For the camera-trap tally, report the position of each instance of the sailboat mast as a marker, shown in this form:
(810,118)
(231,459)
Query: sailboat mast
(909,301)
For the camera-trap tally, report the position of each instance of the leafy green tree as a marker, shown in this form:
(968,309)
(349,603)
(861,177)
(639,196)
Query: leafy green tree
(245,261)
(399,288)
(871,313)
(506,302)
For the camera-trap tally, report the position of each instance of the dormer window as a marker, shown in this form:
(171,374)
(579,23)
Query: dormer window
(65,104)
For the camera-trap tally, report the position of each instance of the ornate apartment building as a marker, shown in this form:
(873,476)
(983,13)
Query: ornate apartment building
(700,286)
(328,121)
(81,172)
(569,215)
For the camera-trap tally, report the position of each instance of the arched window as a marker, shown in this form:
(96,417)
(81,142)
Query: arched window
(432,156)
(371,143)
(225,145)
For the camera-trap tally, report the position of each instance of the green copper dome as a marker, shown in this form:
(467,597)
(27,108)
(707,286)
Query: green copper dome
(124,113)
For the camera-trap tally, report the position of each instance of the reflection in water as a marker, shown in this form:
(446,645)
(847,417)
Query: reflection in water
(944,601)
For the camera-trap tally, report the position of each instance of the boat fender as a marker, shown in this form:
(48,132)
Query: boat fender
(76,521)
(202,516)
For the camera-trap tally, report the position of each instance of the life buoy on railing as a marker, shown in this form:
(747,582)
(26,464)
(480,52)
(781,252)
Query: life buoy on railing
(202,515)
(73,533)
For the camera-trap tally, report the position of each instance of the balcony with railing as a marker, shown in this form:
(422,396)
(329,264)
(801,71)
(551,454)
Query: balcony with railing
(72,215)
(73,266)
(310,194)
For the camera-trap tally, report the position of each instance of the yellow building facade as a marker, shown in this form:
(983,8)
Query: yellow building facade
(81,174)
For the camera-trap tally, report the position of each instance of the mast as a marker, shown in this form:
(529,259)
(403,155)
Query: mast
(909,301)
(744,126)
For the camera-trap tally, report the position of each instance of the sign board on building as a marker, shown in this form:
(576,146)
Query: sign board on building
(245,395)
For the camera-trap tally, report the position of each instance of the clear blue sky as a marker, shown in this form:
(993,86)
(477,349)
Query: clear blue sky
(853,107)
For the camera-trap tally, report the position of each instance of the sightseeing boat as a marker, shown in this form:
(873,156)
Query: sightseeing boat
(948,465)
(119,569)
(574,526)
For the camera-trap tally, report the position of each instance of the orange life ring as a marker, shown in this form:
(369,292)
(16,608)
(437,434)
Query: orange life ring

***

Problem requirements:
Starting with the line that contains "of the mast", return each line through the last one of the data above, exactly as written and nothing more.

Output for this task:
For the camera-trap tally, report the position of each instance of the mast as a marker, shown in this form:
(529,259)
(403,155)
Query: mast
(909,301)
(744,126)
For the camera-trap tally, report the position of each instance of the sign board on building as a marker, shown in this form:
(576,146)
Query: sign board on building
(245,395)
For the camera-trap tally, report the position of each instance of the clear blue sky as a marker, shown in this form:
(993,86)
(477,349)
Query: clear blue sky
(853,107)
For the camera-trap tally, report the position of each instance of the sightseeing boat as a marker, shown in this form:
(873,156)
Query: sightseeing boat
(948,465)
(119,569)
(574,526)
For the camera-trap tally, report the position of each instance of the orange life ring as a marker, shown in this form:
(369,292)
(16,608)
(437,434)
Query: orange life ring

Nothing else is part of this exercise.